Exercise directions: Present every item below as a numbered list, skipping any blank lines.

Data for this task:
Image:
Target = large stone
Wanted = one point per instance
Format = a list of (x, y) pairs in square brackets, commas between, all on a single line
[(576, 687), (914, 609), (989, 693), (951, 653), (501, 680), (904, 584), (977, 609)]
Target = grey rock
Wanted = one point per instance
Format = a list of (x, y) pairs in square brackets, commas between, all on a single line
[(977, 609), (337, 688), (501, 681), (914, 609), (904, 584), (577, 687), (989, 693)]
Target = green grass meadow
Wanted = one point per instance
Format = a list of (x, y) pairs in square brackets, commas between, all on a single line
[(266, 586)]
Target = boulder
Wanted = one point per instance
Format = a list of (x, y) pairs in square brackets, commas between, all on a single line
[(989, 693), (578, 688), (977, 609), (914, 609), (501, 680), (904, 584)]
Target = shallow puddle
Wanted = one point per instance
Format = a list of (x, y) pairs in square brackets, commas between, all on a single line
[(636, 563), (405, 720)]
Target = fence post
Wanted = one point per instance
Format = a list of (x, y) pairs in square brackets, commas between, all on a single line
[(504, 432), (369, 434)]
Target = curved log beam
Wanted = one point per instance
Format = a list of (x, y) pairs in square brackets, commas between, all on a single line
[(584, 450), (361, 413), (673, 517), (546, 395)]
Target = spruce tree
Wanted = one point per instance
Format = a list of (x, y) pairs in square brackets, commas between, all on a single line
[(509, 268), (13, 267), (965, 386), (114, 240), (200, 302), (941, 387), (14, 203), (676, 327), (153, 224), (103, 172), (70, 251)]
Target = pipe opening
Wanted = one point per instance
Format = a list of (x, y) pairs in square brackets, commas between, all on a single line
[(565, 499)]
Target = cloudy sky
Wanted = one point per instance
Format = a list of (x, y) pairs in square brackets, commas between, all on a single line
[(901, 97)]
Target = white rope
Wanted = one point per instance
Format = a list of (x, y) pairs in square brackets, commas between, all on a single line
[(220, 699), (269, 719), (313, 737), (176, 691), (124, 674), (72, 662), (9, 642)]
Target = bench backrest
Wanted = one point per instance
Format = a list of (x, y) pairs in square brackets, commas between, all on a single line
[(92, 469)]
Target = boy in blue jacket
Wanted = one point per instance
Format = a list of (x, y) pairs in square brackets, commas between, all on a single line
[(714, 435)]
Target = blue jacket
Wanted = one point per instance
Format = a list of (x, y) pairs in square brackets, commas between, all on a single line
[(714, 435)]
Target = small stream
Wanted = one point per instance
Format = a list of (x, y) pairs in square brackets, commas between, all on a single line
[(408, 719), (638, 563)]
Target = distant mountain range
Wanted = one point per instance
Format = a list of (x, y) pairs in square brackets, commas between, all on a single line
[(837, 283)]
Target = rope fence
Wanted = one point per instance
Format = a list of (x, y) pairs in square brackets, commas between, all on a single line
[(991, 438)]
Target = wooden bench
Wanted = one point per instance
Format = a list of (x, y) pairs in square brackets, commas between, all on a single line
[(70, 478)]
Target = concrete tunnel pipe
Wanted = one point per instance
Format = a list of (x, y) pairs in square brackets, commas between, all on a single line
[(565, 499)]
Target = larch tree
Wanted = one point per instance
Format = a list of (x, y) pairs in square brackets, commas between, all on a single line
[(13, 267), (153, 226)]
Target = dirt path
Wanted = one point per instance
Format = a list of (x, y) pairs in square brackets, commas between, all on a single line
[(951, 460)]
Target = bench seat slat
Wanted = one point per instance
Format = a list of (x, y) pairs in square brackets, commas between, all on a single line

Full response:
1. Image:
2. Target = large stone
3. Wanted = one point per instance
4. Format = a list of (x, y) pairs in square brackets, commas between, all on a single line
5. [(576, 687), (914, 609), (989, 693), (951, 653), (501, 680), (904, 584), (977, 609)]
6. Target = grey rock
7. Wanted = one point per instance
8. Format = a list of (x, y) pairs in square brackets, commas between, all on a single line
9. [(977, 609), (337, 688), (501, 681), (914, 609), (904, 584), (577, 687), (989, 693)]
10. Target = green grass meadow
11. Wanted = one point per instance
12. Format = a list of (x, y) pairs in square brackets, commas between, all on a single line
13. [(266, 586)]
14. Target = boulder
15. Wanted = one point per instance
16. Format = a list of (x, y) pairs in square brackets, commas between, all on a single line
17. [(989, 693), (578, 688), (977, 609), (914, 609), (501, 680), (904, 584)]
18. Target = shallow puddle
19. Wanted = one point per instance
20. Format = a list of (x, y) pairs in square brackets, commas between, all on a single line
21. [(636, 563), (405, 720)]
22. Target = fence post
23. Wanted = one point per instance
24. Format = a list of (x, y) pairs in square brackets, commas between, all on a single line
25. [(504, 432), (369, 434)]
26. Target = curved log beam
27. Wanted = one point per instance
28. Format = a list of (x, y) pairs in square brackets, commas between, all on a single line
29. [(584, 450), (361, 413), (673, 517), (546, 395)]
30. Target = spruce tree
31. Wanted = one point per instance
32. Format = a list of (x, y) pairs in square brackets, commas between, all on a single line
33. [(509, 268), (13, 267), (965, 386), (114, 240), (200, 302), (941, 387), (14, 203), (676, 327), (153, 224), (103, 172), (70, 251)]
34. Target = pipe opening
35. Wanted = one point per instance
36. Format = a list of (x, y) pairs in square brackets, commas between, all on a single line
37. [(565, 499)]
38. Target = cloudy sky
39. Wanted = one point per instance
40. Format = a list of (x, y) pairs in square brackets, commas between, all on a single line
41. [(901, 97)]
42. Target = white rope
43. Wanted = one point per instance
44. Format = a list of (x, y) pairs in square brackets, commas between, all on a single line
45. [(220, 699), (269, 719), (313, 737), (176, 691), (124, 674), (72, 662), (9, 642)]
46. Target = bench backrest
47. Wanted = one point per instance
48. Format = a list of (x, y) pairs in square brackets, commas between, all on a single line
49. [(92, 469)]
50. Target = boy in blue jacket
51. Wanted = one point per instance
52. Format = a list of (x, y) pairs in square brackets, commas between, all on a single line
53. [(714, 435)]
54. Target = blue jacket
55. Wanted = one point per instance
56. Format = a list of (x, y) pairs in square brackets, commas between, all on a single line
57. [(714, 435)]
58. Target = small stream
59. Wanted = one point per instance
60. Format = a list of (x, y) pairs in square brackets, commas between, all on a single line
61. [(408, 719), (638, 563)]
62. Target = distant mountain range
63. Wanted = one point per instance
64. Format = a list of (x, y) pairs in square brackets, commas between, all on a single line
65. [(837, 283)]
66. Target = rope fence
67. Wanted = one point per instance
68. Format = a list of (x, y) pairs in square brackets, commas between, all on a single line
69. [(991, 438)]
70. Target = wooden bench
71. Wanted = one point per instance
72. Format = a list of (x, y) pairs in square brackets, commas between, all on a single line
73. [(70, 478)]
74. Target = concrete tunnel pipe
75. Wanted = one point per instance
76. Format = a list of (x, y) pairs in square brackets, commas between, all on a single line
77. [(565, 499)]
78. Target = larch tree
79. Wanted = one point per instance
80. Format = a list of (x, y) pairs in square brackets, commas between, all on a single line
81. [(13, 267), (153, 226)]
82. Target = dirt path
83. Wanted = one point per instance
84. Format = a list of (x, y) pairs in square brackets, commas between, all on a single line
85. [(951, 460)]
86. Target = bench seat slat
87. Wanted = one point per instance
88. Format = a list of (x, y) pairs in square brackets, commas between, all on a single line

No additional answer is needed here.